» **Aim**
Change "wet sand" to "damp sand" throughout the part of the listing that opens with the line containing "Someone claims the sandy" and closes with the line containing "[121,159,200,266]". Return only those lines, with everything else left as it is.

(Object detection data)
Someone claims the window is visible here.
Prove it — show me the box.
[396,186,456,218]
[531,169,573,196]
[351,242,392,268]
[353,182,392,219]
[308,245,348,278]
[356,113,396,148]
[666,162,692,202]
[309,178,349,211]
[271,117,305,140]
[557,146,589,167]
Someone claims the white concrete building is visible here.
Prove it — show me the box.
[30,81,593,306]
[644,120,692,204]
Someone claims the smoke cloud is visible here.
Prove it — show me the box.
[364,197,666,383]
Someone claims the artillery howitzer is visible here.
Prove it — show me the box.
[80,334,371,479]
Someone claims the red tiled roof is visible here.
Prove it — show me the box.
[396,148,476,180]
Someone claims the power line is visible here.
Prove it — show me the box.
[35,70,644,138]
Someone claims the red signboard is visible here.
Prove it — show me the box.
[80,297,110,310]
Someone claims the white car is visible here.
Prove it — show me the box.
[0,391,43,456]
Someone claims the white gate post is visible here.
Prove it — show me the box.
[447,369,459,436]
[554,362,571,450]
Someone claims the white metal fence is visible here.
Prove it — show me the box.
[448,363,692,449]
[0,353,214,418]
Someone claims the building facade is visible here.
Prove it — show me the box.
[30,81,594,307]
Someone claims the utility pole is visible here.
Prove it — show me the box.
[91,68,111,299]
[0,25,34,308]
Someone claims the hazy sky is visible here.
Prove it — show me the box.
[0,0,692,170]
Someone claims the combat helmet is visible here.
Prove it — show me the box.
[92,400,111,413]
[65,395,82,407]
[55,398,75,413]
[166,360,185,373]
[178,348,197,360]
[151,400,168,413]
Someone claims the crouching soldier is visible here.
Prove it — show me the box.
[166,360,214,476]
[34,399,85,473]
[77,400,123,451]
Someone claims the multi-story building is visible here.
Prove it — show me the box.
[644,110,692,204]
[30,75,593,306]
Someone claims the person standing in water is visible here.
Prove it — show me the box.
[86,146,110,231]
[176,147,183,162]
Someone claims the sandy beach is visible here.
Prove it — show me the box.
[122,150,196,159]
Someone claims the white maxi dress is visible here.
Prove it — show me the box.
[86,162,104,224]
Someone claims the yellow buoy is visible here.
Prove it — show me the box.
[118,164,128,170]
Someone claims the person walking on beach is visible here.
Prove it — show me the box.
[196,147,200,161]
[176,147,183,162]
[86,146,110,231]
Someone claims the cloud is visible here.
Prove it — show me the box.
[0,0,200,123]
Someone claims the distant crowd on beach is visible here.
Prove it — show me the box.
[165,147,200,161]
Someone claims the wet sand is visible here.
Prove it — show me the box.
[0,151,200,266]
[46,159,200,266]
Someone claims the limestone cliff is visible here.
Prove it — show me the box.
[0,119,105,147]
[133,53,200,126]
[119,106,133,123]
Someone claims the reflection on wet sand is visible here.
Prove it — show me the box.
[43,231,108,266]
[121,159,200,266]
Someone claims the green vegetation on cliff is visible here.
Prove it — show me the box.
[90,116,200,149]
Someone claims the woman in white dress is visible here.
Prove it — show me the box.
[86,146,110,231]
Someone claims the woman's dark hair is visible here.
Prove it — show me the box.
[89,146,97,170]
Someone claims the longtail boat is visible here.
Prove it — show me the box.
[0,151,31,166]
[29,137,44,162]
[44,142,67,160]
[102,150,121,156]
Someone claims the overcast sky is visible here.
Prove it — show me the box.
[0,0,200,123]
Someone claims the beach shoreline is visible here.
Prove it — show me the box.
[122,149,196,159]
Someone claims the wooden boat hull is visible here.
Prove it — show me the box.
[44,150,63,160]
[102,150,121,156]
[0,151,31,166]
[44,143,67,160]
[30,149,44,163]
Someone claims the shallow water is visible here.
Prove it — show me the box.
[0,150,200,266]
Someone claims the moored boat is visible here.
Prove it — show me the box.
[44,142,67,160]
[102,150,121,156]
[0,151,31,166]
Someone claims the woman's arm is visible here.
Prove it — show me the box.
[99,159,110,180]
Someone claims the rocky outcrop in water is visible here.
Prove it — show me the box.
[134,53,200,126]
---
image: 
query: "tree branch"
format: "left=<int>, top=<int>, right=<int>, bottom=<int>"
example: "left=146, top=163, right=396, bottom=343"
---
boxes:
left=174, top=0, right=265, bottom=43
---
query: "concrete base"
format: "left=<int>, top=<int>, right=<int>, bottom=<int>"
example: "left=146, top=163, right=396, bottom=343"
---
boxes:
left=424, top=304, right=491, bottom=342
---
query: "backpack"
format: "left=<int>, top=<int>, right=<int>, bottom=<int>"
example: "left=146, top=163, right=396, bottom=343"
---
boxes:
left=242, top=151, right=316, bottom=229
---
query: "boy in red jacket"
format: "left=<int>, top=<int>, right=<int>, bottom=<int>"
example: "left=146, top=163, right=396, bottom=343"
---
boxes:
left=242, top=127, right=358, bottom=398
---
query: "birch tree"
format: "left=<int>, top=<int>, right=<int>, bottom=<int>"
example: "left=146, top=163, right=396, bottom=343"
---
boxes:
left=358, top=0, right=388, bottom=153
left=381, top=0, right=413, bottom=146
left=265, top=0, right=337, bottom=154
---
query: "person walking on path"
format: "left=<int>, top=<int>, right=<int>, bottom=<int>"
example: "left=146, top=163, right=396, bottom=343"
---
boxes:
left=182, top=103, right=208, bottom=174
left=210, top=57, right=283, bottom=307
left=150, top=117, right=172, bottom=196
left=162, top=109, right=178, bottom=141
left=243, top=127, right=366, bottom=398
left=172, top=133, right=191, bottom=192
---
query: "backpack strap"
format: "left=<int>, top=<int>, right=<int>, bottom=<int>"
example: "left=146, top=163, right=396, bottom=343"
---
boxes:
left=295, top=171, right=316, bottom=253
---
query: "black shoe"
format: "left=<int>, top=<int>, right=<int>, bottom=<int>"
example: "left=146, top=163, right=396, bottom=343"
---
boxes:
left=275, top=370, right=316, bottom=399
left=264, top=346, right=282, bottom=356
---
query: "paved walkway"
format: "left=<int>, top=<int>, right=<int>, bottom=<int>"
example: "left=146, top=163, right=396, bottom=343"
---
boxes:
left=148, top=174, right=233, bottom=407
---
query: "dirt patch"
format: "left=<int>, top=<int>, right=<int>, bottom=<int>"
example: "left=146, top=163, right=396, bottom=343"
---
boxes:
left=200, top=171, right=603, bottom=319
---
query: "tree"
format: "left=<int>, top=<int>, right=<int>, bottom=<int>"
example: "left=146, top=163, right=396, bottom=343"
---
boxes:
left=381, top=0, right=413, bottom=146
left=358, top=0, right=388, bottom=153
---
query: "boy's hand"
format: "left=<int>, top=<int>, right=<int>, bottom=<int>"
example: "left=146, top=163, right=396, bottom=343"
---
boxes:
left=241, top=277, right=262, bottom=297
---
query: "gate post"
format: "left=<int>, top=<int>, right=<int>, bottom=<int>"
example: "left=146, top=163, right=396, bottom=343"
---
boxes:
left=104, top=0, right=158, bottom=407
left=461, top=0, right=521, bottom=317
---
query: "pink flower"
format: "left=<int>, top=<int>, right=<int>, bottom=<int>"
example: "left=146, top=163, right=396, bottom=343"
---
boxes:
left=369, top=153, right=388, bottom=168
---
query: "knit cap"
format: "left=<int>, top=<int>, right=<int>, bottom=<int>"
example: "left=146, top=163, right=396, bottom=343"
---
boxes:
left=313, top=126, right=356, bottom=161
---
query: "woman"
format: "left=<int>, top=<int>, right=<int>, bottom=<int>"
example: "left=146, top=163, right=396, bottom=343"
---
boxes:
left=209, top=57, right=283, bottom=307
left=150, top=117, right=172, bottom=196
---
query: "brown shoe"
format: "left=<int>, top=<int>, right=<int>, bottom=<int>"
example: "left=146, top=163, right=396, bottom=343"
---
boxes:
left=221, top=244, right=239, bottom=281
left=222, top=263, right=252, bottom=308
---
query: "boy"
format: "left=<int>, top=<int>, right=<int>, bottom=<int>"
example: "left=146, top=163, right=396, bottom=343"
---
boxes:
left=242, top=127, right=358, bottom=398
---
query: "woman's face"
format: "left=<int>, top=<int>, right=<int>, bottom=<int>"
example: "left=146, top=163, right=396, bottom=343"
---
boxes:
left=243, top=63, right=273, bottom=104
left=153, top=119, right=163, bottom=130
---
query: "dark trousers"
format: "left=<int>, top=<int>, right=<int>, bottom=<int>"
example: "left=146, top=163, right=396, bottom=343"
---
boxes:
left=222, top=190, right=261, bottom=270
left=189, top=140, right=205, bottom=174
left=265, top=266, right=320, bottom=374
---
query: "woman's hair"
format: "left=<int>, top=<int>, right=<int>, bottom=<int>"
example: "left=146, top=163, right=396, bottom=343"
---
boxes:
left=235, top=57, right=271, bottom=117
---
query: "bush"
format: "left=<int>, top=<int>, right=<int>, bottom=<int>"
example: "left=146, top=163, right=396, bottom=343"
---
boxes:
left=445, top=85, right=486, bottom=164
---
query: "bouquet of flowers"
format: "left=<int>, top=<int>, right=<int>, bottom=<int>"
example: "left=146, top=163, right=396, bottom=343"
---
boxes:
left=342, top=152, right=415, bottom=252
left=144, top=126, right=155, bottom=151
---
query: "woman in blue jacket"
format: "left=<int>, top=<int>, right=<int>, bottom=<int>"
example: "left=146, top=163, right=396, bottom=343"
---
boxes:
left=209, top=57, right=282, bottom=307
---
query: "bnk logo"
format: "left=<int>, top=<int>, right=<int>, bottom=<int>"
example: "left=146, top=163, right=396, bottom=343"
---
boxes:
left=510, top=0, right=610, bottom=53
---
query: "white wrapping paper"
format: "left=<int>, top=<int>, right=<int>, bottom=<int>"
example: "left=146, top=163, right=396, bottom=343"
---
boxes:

» **Result for this task**
Someone claims the sandy beach is visible here.
Prove it — show me the box.
[122,150,196,159]
Someone claims the white maxi dress is visible here.
Prove it — show me the box.
[86,162,104,224]
Someone claims the yellow buoy is visible here.
Prove it — show me the box.
[118,164,128,170]
Someone claims the person walking on beach is visible here.
Prove it — show me the box.
[196,147,200,161]
[176,147,183,162]
[86,146,110,231]
Someone claims the cloud is visible here.
Prove it — show me the box.
[0,0,200,123]
Someone claims the distant crowd on beach is visible here.
Prove it — show me the box.
[165,147,200,161]
Someone claims the damp sand is visible here.
Prove it — show me the box.
[0,151,200,266]
[46,159,200,266]
Someone claims the limestone cliff is visible here.
Prove it — show me the box.
[0,119,105,147]
[133,53,200,126]
[119,106,133,123]
Someone claims the reflection on damp sand is visible here.
Prove it — show me the box.
[43,231,108,266]
[121,159,200,266]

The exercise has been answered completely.